**SELECTED EXCERPT**
=== Begin Enclosure ===
Only CUDA-enabled NVIDIA GPU hardware is supported

Cloudera Data Science Workbench only supports CUDA-enabled NVIDIA GPU cards.

Heterogeneous GPU hardware is not supported

You must use the same GPU hardware across a single Cloudera Data Science Workbench deployment.

GPU image for CDSW does not work with TensorFlow

The LD_LIBRARY_PATH environment variable is not set properly in the technical preview GPU image (docker.repository.cloudera.com/cdsw/cuda-engine:10) which is needed for the TensorFlow framework to work.

Workaround: To use the technical preview GPU image (docker.repository.cloudera.com/cdsw/cuda-engine:10) with TensorFlow:
  1. Install TensorFlow by running the following command:
    pip3 install tensorflow
  2. Add the following to the LD_LIBRARY_PATH environment variable:
    LD_LIBRARY_PATH=/usr/local/cuda/lib64:/usr/local/cuda/lib:/usr/lib/hadoop/lib/native

Jobs

  • When you start a job that has a dependent job, CDSW does not log the job start event for the dependent job in the user_events table.

    Cloudera Bug: DSE-11855

  • Cloudera Data Science Workbench does not support changing your API key, or having multiple API keys.
=== End Enclosure ===
**RECORD EXCERPTS**
=== Begin Enclosure ===
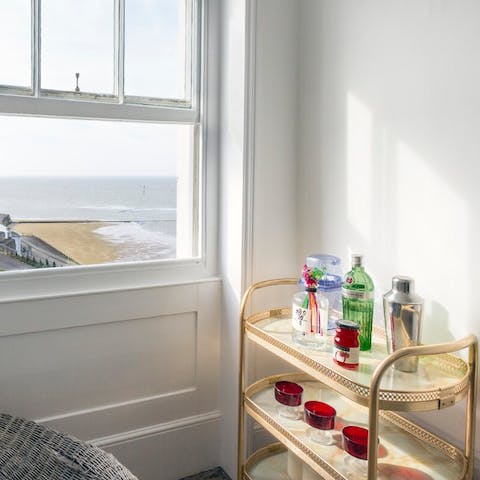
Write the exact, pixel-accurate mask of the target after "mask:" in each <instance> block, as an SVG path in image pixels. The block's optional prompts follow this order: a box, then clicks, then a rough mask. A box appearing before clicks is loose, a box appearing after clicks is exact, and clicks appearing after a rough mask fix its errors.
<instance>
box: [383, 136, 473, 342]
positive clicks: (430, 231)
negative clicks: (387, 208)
=== End Enclosure ===
**REQUIRED WORK**
(1) In the known-issues text, rewrite everything from "The LD_LIBRARY_PATH environment variable is" down to "framework to work.", replacing "TensorFlow" with "PyTorch".
(2) Does each statement agree with the known-issues text? Answer yes or no for each, and quote the deciding words.
(a) A single Cloudera Data Science Workbench deployment can mix different kinds of GPU hardware.
(b) The workaround installs TensorFlow with pip3.
(c) A user can hold more than one API key in Cloudera Data Science Workbench.
(3) What is the Spanish translation of this sentence from the known-issues text: "You must use the same GPU hardware across a single Cloudera Data Science Workbench deployment."
The entries have no connection to the known-issues text.

**RESPONSES FOR EACH TASK**
(1)
The LD_LIBRARY_PATH environment variable is not set properly in the technical preview GPU image (docker.repository.cloudera.com/cdsw/cuda-engine:10) which is needed for the PyTorch framework to work.

(2)
(a) No: "You must use the same GPU hardware across a single Cloudera Data Science Workbench deployment."
(b) Yes: "pip3 install tensorflow"
(c) No: "Cloudera Data Science Workbench does not support changing your API key, or having multiple API keys."

(3) Debe usar el mismo hardware de GPU en toda una única implementación de Cloudera Data Science Workbench.